● PROBLEM TO WORK ON: Return all lines of the records that contain the word "fender".

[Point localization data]

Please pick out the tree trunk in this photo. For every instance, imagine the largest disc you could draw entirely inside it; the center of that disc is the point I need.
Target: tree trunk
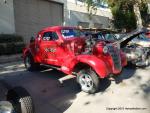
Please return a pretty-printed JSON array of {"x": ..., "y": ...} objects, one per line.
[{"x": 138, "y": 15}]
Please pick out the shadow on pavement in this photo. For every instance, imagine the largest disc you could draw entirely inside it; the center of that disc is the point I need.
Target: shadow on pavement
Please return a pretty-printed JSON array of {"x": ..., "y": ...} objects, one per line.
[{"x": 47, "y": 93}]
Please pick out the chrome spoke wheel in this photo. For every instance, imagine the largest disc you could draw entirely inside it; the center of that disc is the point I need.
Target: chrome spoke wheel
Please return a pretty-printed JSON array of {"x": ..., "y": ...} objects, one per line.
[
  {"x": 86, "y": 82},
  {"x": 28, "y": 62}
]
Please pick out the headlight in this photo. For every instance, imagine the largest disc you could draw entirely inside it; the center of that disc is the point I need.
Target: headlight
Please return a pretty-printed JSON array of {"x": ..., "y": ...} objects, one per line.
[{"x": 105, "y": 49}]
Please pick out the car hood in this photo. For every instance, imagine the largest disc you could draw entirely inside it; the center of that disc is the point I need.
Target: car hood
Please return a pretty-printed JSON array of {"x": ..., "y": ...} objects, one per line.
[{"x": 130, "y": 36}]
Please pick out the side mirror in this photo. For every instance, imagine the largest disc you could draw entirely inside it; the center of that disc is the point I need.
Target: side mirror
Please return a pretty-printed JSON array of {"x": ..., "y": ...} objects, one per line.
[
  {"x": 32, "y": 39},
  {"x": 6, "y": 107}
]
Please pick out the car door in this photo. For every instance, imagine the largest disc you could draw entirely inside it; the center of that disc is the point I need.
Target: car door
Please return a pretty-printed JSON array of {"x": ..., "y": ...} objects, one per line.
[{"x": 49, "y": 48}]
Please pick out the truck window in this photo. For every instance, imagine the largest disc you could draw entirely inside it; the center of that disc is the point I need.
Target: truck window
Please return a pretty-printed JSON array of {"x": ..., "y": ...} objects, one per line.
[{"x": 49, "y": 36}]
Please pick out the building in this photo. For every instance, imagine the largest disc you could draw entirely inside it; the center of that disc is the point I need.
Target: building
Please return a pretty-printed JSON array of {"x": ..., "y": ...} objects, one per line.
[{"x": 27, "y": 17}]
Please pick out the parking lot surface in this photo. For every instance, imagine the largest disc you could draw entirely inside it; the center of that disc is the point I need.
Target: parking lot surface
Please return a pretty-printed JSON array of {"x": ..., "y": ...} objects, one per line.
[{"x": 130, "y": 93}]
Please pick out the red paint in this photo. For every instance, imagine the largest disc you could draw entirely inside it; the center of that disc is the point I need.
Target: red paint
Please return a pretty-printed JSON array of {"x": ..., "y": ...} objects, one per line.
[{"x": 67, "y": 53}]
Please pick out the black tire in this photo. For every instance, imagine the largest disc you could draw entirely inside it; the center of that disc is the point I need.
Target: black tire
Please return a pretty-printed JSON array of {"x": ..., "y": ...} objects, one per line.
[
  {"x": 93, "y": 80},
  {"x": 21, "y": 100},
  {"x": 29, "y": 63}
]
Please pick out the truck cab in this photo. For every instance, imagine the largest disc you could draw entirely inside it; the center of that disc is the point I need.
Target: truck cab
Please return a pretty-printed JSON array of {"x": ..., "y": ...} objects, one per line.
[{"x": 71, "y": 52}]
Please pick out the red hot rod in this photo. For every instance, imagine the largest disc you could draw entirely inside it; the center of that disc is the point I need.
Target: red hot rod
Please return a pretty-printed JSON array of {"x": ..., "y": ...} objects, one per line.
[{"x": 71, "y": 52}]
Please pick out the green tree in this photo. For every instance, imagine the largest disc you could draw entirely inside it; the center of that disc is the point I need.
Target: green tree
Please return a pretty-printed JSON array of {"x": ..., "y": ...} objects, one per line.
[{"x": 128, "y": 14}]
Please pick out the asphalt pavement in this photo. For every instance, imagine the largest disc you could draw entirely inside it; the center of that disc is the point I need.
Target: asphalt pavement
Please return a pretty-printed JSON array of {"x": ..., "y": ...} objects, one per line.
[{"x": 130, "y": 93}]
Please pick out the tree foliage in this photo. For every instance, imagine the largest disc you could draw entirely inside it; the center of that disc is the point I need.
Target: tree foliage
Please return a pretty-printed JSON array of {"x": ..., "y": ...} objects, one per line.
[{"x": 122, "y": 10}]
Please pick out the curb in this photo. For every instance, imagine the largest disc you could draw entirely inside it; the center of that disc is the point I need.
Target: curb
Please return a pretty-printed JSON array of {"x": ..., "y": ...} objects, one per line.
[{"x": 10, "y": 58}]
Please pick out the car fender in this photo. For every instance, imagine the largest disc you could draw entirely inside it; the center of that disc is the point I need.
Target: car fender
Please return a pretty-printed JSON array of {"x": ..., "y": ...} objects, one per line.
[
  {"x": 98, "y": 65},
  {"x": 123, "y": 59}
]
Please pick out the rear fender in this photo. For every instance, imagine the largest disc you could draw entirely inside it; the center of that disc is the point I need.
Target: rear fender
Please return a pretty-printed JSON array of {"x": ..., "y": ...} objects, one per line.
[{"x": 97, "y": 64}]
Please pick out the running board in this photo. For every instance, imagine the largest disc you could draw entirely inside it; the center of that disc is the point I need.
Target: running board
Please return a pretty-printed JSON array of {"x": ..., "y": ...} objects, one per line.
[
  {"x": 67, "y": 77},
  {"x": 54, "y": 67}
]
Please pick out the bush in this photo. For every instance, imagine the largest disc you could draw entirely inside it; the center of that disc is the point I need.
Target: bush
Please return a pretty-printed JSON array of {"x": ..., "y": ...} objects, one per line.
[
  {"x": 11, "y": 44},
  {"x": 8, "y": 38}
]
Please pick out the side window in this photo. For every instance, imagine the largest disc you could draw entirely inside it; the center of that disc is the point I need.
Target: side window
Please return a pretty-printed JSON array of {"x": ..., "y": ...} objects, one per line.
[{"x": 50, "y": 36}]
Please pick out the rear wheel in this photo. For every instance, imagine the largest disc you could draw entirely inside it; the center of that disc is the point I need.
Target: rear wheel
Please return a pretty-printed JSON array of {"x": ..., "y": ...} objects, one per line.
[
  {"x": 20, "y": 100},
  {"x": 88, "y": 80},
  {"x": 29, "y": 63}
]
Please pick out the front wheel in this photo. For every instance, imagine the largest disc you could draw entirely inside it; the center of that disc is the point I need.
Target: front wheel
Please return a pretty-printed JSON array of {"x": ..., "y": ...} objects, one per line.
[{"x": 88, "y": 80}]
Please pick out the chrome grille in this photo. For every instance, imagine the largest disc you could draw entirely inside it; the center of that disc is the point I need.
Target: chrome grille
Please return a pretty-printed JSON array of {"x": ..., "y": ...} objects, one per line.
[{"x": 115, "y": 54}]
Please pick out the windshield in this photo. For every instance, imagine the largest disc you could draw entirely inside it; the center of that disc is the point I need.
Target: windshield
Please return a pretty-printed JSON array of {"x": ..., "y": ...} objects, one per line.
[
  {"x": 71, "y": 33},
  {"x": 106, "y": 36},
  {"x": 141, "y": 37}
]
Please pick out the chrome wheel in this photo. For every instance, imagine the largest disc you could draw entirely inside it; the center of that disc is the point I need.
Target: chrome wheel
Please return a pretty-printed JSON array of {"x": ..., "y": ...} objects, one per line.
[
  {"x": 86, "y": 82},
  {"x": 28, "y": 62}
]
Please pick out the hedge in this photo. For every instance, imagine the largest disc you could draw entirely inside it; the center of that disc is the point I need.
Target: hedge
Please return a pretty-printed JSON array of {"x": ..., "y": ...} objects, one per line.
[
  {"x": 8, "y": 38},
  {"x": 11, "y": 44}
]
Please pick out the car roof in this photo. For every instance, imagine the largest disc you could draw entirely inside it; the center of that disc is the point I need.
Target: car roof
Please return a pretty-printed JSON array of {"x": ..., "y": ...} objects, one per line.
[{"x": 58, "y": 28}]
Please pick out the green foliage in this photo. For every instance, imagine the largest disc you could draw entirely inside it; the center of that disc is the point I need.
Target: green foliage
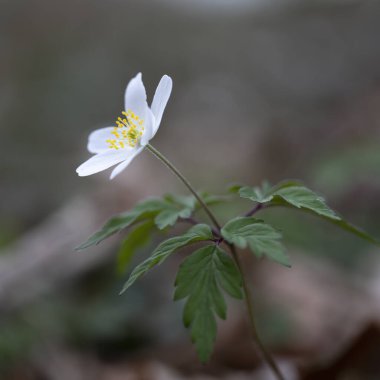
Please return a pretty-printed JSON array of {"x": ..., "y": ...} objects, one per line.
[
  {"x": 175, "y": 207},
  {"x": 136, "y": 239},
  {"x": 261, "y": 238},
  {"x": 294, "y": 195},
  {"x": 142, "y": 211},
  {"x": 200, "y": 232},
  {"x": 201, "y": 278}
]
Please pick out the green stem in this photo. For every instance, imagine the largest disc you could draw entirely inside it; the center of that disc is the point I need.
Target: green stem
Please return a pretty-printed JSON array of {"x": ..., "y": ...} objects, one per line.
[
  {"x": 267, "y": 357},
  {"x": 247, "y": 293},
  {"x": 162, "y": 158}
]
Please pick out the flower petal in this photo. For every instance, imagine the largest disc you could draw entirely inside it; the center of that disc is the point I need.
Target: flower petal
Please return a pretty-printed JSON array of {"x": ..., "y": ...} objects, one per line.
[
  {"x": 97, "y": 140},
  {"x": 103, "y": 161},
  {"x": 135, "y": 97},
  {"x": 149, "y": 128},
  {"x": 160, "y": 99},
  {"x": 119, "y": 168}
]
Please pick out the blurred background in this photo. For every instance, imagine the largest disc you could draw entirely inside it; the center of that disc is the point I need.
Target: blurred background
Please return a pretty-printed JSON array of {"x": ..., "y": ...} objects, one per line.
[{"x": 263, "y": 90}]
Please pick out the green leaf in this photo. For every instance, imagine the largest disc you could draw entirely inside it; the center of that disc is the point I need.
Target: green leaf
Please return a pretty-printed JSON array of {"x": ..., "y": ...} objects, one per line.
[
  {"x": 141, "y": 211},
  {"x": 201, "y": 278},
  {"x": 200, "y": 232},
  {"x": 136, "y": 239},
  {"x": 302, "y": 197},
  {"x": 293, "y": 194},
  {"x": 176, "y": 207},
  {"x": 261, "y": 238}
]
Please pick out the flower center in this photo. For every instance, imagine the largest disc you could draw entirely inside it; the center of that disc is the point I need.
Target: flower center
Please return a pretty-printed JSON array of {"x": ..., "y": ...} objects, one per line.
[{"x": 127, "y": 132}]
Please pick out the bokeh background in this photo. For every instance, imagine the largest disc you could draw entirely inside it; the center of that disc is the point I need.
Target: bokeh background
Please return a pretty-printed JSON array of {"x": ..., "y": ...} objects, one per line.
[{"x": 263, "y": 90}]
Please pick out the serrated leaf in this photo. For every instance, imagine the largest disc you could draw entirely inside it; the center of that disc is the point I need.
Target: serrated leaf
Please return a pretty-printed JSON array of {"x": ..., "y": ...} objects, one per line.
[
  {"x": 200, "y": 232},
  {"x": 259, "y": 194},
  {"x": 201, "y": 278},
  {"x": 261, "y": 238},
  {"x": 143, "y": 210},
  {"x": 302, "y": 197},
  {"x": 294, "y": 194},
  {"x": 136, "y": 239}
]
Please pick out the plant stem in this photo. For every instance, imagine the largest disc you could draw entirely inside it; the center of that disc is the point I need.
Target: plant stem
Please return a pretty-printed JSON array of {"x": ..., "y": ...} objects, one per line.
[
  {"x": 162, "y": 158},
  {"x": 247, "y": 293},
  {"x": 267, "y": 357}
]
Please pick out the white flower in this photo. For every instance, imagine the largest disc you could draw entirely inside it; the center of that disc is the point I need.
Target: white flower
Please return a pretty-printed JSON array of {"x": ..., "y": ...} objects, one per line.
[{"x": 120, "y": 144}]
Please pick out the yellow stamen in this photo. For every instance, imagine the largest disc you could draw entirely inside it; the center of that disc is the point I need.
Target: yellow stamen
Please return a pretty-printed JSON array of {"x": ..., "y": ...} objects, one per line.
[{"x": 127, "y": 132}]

● RESPONSE TO THIS TASK:
Please pick out the car fender in this photo. For every instance, imagine the largest disc you could draw entirely inside it; the center of that disc is the point I need.
Target: car fender
Please pick out the rear fender in this photo. For every instance, imagine the largest disc you could draw entirely inside it; the center of that disc is the point I need.
Target: rear fender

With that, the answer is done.